[Saved entries]
↓
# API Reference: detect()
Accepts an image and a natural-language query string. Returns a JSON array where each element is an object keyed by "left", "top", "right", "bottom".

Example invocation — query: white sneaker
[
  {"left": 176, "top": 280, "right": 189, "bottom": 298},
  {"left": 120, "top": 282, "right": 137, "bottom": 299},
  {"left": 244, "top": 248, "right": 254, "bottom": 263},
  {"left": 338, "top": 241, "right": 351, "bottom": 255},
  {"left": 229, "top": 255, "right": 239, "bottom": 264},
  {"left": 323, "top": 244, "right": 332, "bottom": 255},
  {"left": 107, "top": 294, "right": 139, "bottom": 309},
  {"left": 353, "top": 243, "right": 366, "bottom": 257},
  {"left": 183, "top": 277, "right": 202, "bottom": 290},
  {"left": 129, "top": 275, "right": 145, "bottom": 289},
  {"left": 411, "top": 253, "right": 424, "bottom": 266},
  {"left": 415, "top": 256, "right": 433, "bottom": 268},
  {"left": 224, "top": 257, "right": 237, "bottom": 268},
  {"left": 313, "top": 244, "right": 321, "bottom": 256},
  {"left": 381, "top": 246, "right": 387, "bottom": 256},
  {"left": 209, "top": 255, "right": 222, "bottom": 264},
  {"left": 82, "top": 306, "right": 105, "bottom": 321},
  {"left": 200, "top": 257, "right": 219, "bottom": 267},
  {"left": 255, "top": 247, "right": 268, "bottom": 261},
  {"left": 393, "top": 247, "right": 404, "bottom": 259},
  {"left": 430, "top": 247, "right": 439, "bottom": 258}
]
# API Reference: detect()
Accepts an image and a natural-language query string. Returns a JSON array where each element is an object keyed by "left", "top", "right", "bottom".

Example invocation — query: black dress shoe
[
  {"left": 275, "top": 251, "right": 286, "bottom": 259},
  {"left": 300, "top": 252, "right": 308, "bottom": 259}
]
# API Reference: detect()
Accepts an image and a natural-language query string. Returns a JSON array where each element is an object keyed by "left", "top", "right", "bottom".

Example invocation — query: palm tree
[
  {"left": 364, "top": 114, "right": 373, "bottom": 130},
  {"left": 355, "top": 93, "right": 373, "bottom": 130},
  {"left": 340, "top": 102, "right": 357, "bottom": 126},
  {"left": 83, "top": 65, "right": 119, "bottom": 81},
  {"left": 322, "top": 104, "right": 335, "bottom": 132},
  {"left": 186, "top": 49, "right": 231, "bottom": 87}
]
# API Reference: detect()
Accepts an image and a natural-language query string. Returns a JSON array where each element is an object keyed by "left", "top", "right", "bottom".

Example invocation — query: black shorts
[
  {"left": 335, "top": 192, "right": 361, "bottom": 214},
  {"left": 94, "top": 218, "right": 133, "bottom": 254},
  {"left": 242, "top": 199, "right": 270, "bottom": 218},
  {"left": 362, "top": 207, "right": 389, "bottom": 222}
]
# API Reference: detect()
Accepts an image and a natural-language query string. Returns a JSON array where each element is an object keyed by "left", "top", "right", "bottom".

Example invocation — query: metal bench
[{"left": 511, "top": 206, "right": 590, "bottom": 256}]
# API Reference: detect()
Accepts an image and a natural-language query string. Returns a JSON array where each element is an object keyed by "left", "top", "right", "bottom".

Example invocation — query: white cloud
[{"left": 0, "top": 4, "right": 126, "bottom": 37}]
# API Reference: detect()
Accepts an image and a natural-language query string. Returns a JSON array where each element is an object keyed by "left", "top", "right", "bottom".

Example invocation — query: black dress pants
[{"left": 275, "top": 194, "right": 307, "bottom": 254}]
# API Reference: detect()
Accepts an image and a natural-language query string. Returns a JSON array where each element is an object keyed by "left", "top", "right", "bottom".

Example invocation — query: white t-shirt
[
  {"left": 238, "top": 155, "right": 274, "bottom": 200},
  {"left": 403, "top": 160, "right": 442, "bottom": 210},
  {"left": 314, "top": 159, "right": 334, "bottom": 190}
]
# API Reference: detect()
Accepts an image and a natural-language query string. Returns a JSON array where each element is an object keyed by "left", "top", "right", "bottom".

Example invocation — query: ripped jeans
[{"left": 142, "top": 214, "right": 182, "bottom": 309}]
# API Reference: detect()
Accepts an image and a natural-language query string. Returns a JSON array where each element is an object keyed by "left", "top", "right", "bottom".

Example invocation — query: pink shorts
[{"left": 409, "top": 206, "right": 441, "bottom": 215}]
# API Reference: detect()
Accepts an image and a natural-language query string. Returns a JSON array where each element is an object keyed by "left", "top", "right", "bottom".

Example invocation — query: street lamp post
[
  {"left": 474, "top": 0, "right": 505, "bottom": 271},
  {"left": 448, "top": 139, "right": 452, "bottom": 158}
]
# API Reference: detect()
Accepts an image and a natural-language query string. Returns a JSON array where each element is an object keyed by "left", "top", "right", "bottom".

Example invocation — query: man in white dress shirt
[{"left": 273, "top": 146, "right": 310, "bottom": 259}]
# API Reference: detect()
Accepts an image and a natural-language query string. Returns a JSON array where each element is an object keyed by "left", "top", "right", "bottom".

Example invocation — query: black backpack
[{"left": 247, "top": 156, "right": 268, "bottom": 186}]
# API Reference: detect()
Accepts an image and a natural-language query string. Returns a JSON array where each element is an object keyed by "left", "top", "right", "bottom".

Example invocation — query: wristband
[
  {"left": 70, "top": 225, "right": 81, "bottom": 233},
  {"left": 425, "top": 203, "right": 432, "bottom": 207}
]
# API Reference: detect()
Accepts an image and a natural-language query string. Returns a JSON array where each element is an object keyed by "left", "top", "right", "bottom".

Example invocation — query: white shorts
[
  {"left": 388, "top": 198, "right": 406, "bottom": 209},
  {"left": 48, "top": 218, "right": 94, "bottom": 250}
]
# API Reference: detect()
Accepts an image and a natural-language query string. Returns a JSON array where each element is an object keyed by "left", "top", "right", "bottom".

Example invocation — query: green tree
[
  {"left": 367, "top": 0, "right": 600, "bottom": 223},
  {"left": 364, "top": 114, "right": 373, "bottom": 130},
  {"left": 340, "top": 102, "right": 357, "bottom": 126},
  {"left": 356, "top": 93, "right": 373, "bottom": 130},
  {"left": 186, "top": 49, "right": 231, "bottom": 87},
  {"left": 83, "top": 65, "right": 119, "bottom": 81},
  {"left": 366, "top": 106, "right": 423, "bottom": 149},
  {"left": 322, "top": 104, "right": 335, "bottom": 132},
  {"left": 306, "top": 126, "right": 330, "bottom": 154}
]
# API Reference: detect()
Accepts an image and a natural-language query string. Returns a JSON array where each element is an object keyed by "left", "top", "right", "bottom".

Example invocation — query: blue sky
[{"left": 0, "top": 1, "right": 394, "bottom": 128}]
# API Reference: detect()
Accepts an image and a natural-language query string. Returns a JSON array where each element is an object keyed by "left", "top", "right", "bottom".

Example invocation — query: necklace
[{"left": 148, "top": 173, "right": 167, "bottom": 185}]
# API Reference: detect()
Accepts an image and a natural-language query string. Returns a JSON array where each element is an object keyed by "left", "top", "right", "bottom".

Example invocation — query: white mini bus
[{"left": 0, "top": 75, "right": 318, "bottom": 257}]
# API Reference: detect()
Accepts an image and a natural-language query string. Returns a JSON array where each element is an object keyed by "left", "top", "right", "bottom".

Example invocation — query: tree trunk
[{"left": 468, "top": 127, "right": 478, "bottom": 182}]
↑
TASK TO CARRY OUT: Retype all of the data exactly, so that nothing differs from what is given.

WRITTEN RESPONSE:
# API Reference: detect()
Accepts an image and a natural-language query string. Returns a JSON array where each element is an object keyed by "left", "top", "right", "bottom".

Example invocation — query: white sneaker
[
  {"left": 176, "top": 280, "right": 189, "bottom": 298},
  {"left": 120, "top": 282, "right": 137, "bottom": 299},
  {"left": 244, "top": 248, "right": 254, "bottom": 263},
  {"left": 338, "top": 241, "right": 351, "bottom": 255},
  {"left": 229, "top": 255, "right": 239, "bottom": 264},
  {"left": 323, "top": 244, "right": 332, "bottom": 255},
  {"left": 107, "top": 294, "right": 139, "bottom": 309},
  {"left": 353, "top": 243, "right": 366, "bottom": 257},
  {"left": 183, "top": 277, "right": 202, "bottom": 290},
  {"left": 129, "top": 275, "right": 145, "bottom": 289},
  {"left": 411, "top": 253, "right": 424, "bottom": 266},
  {"left": 415, "top": 256, "right": 433, "bottom": 268},
  {"left": 224, "top": 257, "right": 237, "bottom": 268},
  {"left": 313, "top": 244, "right": 321, "bottom": 256},
  {"left": 381, "top": 246, "right": 387, "bottom": 256},
  {"left": 209, "top": 255, "right": 222, "bottom": 264},
  {"left": 82, "top": 306, "right": 105, "bottom": 321},
  {"left": 200, "top": 257, "right": 219, "bottom": 267},
  {"left": 255, "top": 247, "right": 268, "bottom": 261},
  {"left": 393, "top": 247, "right": 404, "bottom": 259},
  {"left": 430, "top": 247, "right": 439, "bottom": 258}
]
# API Reference: detect()
Accepts an image and a natural-language query string. Returns a JSON array where each element is an object keyed by "left", "top", "right", "bottom".

Example invocation — query: black dress shoe
[
  {"left": 275, "top": 251, "right": 286, "bottom": 259},
  {"left": 300, "top": 252, "right": 308, "bottom": 259}
]
# API Reference: detect()
Accepts an image and a natural-language query string. Returns a JSON array where each element is an object keyed by "left", "top", "right", "bottom".

Example invocation — query: palm tree
[
  {"left": 364, "top": 114, "right": 373, "bottom": 130},
  {"left": 355, "top": 93, "right": 373, "bottom": 130},
  {"left": 340, "top": 102, "right": 357, "bottom": 126},
  {"left": 83, "top": 65, "right": 119, "bottom": 81},
  {"left": 322, "top": 104, "right": 335, "bottom": 132},
  {"left": 186, "top": 49, "right": 231, "bottom": 87}
]
# API Reference: detect()
Accepts an image and a natural-language query string. Returns a JSON array where each element is an object keyed by "left", "top", "right", "bottom".

Example invocation — query: black shorts
[
  {"left": 335, "top": 192, "right": 361, "bottom": 214},
  {"left": 94, "top": 218, "right": 133, "bottom": 254},
  {"left": 242, "top": 199, "right": 270, "bottom": 218},
  {"left": 362, "top": 207, "right": 389, "bottom": 222}
]
# API Reference: detect()
Accepts an image and a natural-language query string. Returns a JSON array where each element is an object keyed by "left", "top", "right", "bottom".

Example invocation — query: metal bench
[{"left": 511, "top": 206, "right": 590, "bottom": 256}]
# API Reference: detect()
Accepts an image and a natural-language query string. Returns a JSON array where each element is an object keyed by "left", "top", "right", "bottom".

Example invocation — query: white cloud
[{"left": 0, "top": 4, "right": 126, "bottom": 37}]
# API Reference: detect()
Accepts an image and a natural-language query string. Returns a JSON array where each element is an object keyed by "left", "top", "right", "bottom".

Example invocation — query: black dress pants
[{"left": 275, "top": 194, "right": 307, "bottom": 254}]
# API Reference: detect()
Accepts an image and a natural-language query string. Returns a JSON array where each element is an object keyed by "left", "top", "right", "bottom".

Example invocation — query: white t-shirt
[
  {"left": 238, "top": 155, "right": 274, "bottom": 200},
  {"left": 403, "top": 160, "right": 442, "bottom": 210},
  {"left": 314, "top": 159, "right": 334, "bottom": 190}
]
# API Reference: detect()
Accepts an image and a natural-language query string. Returns a JSON array where each element is an object keyed by "left", "top", "right", "bottom".

Example invocation — query: ripped jeans
[{"left": 142, "top": 214, "right": 182, "bottom": 309}]
# API Reference: detect()
Accepts an image and a natural-language query string. Returns a JSON array where each element is an object keyed by "left", "top", "right", "bottom".

Example invocation — query: pink shorts
[{"left": 409, "top": 206, "right": 441, "bottom": 215}]
# API Reference: detect()
Accepts an image and a natural-language query string. Returns a JSON array where each element is an object keyed by "left", "top", "right", "bottom".

Example invocation — query: street lamp post
[
  {"left": 474, "top": 0, "right": 505, "bottom": 271},
  {"left": 448, "top": 139, "right": 452, "bottom": 158}
]
# API Reference: detect()
Accepts an image and a natural-language query string. Returns a JSON array where each element is an object keyed by "left", "top", "right", "bottom".

Example invocation — query: man in white dress shirt
[{"left": 273, "top": 146, "right": 310, "bottom": 259}]
# API Reference: detect()
Accepts an image and a natural-language query string. Returns a JSON array where each element is an object keyed by "left", "top", "right", "bottom".

Example invocation — query: black backpack
[{"left": 247, "top": 156, "right": 268, "bottom": 186}]
# API Reference: detect()
Accepts an image and a natural-language query string. Returns a JSON array where each element is an object keyed by "left", "top", "right", "bottom".

Example invocation — query: wristband
[
  {"left": 70, "top": 225, "right": 81, "bottom": 233},
  {"left": 425, "top": 203, "right": 432, "bottom": 207}
]
# API Reference: detect()
Accepts an image and a natural-language query string. Returns a JSON array where each element is an object keyed by "left", "top", "right", "bottom".

Example invocation — query: white shorts
[
  {"left": 388, "top": 198, "right": 406, "bottom": 209},
  {"left": 48, "top": 218, "right": 94, "bottom": 250}
]
# API Reference: detect()
Accepts an image and a natural-language query string. Returns a JSON array where each element is an object keyed by "left", "top", "right", "bottom".

Example invocation — query: green tree
[
  {"left": 367, "top": 0, "right": 600, "bottom": 223},
  {"left": 364, "top": 114, "right": 373, "bottom": 130},
  {"left": 340, "top": 102, "right": 357, "bottom": 126},
  {"left": 356, "top": 93, "right": 373, "bottom": 130},
  {"left": 186, "top": 49, "right": 231, "bottom": 87},
  {"left": 83, "top": 65, "right": 119, "bottom": 81},
  {"left": 366, "top": 106, "right": 423, "bottom": 149},
  {"left": 322, "top": 104, "right": 335, "bottom": 132},
  {"left": 306, "top": 126, "right": 330, "bottom": 154}
]
# API Reference: detect()
Accepts an image and a natural-language query string. Returns a JSON array where each element is an object keyed by "left", "top", "right", "bottom".

Example invocation — query: blue sky
[{"left": 0, "top": 1, "right": 394, "bottom": 128}]
# API Reference: detect()
Accepts an image and a natural-language query string. Returns a JSON array where each element is an object keyed by "left", "top", "right", "bottom".

Example invocation — query: necklace
[{"left": 148, "top": 173, "right": 167, "bottom": 185}]
# API Reference: detect()
Accepts an image and a natural-language query string. Returns a JSON array where each element is an object keyed by "left", "top", "right", "bottom".

Example invocation — query: white mini bus
[{"left": 0, "top": 75, "right": 318, "bottom": 257}]
# API Reference: detect()
Accepts an image and a natural-language query string. Returns a JSON array where each element is an object keyed by "left", "top", "right", "bottom".

Example invocation — query: tree trunk
[{"left": 468, "top": 127, "right": 478, "bottom": 182}]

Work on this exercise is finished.